• Permintaan 1: Daftarkan setiap baris di bawah yang memuat kata "windshield". Huruf besar dan kecil dibedakan.

• Potongan Teks:
::::::::

Ahli Pertambangan: Tidak Boleh Ada Istilah Merintangi, Ketika Ada Pihak Menyerobot IUP
The Jambi Times, JAKARTA | Sidang dugaan kriminalisasi terhadap dua karyawan PT. Wana Kencana Mineral (WKM), Awwab Hafidz (Kepala Teknik Tambang/KTT PT.
WKM) dan Marsel Bialembang (Mining Surveyor PT. WKM), kembali digelar di Pengadilan Negeri (PN) Jakarta Pusat, pada Rabu (29/10/2025).
Dalam sidang kali ini, Majelis Hakim mendengarkan keterangan dari dua saksi, yakni, saksi ahli pertambangan, Prof. Dr. Abrar Saleng (Guru Besar Hukum Pertambangan Universitas Hasanuddin/Unhas) dan saksi fakta, Budi Pramono (Manajer Eksternal PT. WKM).
Menurut Koordinator Tim Kuasa Hukum Awwab dan Marsel, Prof. Dr. Otto Cornelis Kaligis, S.H., M.H., mengatakan, keterangan kedua saksi di persidangan, semakin menguatkan posisi hukum kedua kliennya, sebagai pihak yang tidak tepat dijadikan terdakwa.
Dalam sidang, Abrar dengan tegas mengatakan, dalam dunia pertambangan, seorang Kepala Teknik Tambang (KTT) bertanggung jawab dan berkewajiban penuh
untuk menjaga wilayah pertambangannya, sesuai Izin Usaha Pertambangan (IUP) yang dimiliki perusahaannya, dari segala bentuk penyerobotan dan illegal mining.
“KTT bertanggung jawab menjaga wilayahnya sesuai IUP. Tidak ada istilah KTT menghalangi atau merintangi pelaku penyerobotan tambang,” ujar Abrar.

::::::::

• Bahan Masukan:

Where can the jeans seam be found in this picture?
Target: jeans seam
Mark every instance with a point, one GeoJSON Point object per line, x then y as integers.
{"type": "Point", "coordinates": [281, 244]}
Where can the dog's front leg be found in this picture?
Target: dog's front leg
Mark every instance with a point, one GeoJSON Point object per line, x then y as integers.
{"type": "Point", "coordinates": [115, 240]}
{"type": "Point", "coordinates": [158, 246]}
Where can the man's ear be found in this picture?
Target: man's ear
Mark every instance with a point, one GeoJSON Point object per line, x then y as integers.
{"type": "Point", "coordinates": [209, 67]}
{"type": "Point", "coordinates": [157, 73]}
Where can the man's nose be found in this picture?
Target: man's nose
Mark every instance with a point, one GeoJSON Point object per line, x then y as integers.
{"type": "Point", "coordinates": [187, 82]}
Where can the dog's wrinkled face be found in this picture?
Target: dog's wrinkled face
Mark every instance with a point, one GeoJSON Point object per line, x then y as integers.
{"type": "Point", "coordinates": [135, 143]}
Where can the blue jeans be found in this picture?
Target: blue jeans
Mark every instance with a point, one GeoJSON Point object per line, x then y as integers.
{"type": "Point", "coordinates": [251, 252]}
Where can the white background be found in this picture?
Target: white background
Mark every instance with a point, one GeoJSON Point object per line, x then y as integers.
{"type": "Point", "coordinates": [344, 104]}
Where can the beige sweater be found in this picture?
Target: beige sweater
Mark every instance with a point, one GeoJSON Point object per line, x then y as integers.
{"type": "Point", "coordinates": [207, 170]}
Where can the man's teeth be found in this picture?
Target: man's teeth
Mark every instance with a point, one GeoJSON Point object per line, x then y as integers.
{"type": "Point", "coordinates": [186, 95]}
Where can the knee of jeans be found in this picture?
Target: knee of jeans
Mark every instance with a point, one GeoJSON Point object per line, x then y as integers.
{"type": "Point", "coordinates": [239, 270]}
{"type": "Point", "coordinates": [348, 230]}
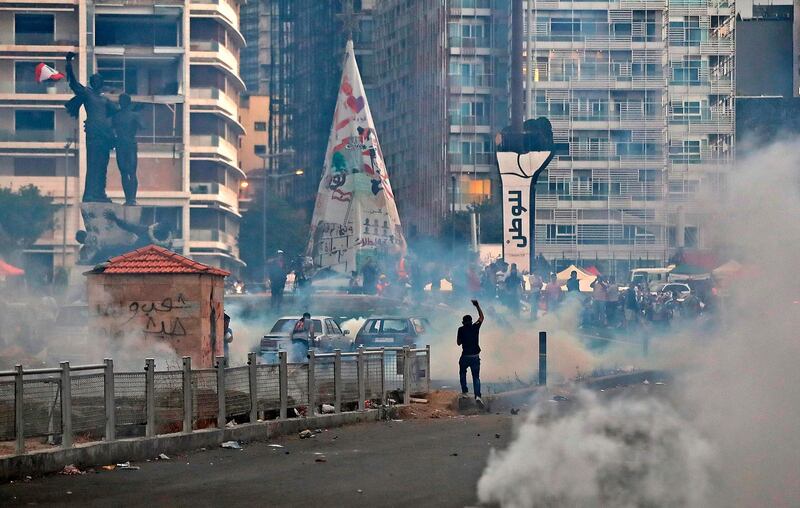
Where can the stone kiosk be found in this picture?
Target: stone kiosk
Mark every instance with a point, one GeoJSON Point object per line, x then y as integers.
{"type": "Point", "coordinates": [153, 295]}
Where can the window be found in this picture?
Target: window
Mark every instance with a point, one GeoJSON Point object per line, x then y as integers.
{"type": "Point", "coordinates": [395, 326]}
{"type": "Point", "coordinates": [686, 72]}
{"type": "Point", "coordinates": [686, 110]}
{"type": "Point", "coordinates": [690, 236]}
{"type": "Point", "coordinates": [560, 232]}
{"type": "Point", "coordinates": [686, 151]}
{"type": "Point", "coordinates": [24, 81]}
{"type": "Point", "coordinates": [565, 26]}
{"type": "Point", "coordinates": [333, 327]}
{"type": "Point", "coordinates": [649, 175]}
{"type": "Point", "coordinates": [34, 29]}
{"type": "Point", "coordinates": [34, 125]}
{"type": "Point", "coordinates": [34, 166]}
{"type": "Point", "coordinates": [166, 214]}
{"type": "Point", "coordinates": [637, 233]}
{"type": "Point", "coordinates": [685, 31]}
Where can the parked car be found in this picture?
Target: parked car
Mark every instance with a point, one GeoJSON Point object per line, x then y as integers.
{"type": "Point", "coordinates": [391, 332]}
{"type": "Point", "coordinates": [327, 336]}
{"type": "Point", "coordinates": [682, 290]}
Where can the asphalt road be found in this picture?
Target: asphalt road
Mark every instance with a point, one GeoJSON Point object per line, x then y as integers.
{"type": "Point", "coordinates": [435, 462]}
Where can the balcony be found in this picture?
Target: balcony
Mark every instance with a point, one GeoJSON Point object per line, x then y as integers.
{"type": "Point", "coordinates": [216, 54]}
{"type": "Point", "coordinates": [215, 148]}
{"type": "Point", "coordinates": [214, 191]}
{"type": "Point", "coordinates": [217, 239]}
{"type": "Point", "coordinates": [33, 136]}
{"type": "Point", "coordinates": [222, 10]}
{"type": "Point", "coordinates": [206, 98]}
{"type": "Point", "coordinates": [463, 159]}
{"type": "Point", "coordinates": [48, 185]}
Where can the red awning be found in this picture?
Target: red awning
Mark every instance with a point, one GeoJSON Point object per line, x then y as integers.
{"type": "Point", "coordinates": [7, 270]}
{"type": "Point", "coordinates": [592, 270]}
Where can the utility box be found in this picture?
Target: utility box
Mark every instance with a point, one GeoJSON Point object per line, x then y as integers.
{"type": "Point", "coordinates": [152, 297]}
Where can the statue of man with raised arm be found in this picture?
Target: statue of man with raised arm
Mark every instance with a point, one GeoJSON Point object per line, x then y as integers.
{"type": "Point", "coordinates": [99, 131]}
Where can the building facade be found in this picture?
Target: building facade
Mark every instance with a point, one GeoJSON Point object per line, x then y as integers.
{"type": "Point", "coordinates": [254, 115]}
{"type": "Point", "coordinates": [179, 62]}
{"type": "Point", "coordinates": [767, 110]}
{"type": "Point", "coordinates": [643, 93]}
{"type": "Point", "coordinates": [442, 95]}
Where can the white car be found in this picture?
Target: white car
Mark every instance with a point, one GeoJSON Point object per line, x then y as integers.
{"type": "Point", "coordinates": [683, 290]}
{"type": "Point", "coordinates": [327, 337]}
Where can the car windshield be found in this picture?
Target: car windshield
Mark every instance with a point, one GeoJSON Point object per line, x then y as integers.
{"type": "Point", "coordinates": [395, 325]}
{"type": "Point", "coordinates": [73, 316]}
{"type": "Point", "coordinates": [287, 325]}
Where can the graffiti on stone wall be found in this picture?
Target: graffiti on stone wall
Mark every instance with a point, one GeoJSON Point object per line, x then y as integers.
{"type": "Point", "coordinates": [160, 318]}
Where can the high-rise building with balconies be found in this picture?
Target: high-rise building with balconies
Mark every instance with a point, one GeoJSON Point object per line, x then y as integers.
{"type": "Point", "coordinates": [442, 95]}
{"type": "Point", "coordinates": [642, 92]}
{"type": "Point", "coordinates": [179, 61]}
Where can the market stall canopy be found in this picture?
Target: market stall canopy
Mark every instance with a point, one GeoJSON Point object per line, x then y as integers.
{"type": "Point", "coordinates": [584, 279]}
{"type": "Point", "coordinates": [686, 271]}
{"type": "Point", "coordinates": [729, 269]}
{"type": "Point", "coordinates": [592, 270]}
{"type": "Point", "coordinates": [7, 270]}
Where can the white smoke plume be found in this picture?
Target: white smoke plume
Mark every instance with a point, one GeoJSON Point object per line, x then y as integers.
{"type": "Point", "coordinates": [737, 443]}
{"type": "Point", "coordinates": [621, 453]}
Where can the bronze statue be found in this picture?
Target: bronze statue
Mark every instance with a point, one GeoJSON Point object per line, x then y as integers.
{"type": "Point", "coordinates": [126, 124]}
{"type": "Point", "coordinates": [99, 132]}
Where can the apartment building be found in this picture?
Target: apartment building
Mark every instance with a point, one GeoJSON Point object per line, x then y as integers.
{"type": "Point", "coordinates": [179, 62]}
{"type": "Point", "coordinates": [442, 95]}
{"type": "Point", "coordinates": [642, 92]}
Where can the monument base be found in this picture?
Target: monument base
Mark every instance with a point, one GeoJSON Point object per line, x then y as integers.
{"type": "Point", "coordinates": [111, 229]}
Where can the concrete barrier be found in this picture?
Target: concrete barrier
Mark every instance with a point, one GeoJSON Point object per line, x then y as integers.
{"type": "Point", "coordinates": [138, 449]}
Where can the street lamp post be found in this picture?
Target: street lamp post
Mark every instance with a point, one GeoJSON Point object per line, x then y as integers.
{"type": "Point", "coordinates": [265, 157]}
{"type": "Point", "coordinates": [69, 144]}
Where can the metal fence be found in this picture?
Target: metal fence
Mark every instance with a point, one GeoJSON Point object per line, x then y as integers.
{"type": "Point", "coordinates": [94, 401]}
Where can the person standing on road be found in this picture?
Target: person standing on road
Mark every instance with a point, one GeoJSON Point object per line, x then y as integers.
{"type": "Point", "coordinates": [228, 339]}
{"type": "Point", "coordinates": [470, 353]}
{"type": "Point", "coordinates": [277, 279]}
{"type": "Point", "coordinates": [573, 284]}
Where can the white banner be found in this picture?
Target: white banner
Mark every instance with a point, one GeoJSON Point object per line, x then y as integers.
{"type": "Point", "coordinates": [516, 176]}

::::::::

• Permintaan 2: Salin kata demi kata bagian dari potongan teks di atas, antara "Menurut Koordinator Tim" dan "tepat dijadikan terdakwa.", termasuk kedua ujungnya.

• Jawaban Benar 1:
Where can the car windshield be found in this picture?
Target: car windshield

• Jawaban Benar 2:
Menurut Koordinator Tim Kuasa Hukum Awwab dan Marsel, Prof. Dr. Otto Cornelis Kaligis, S.H., M.H., mengatakan, keterangan kedua saksi di persidangan, semakin menguatkan posisi hukum kedua kliennya, sebagai pihak yang tidak tepat dijadikan terdakwa.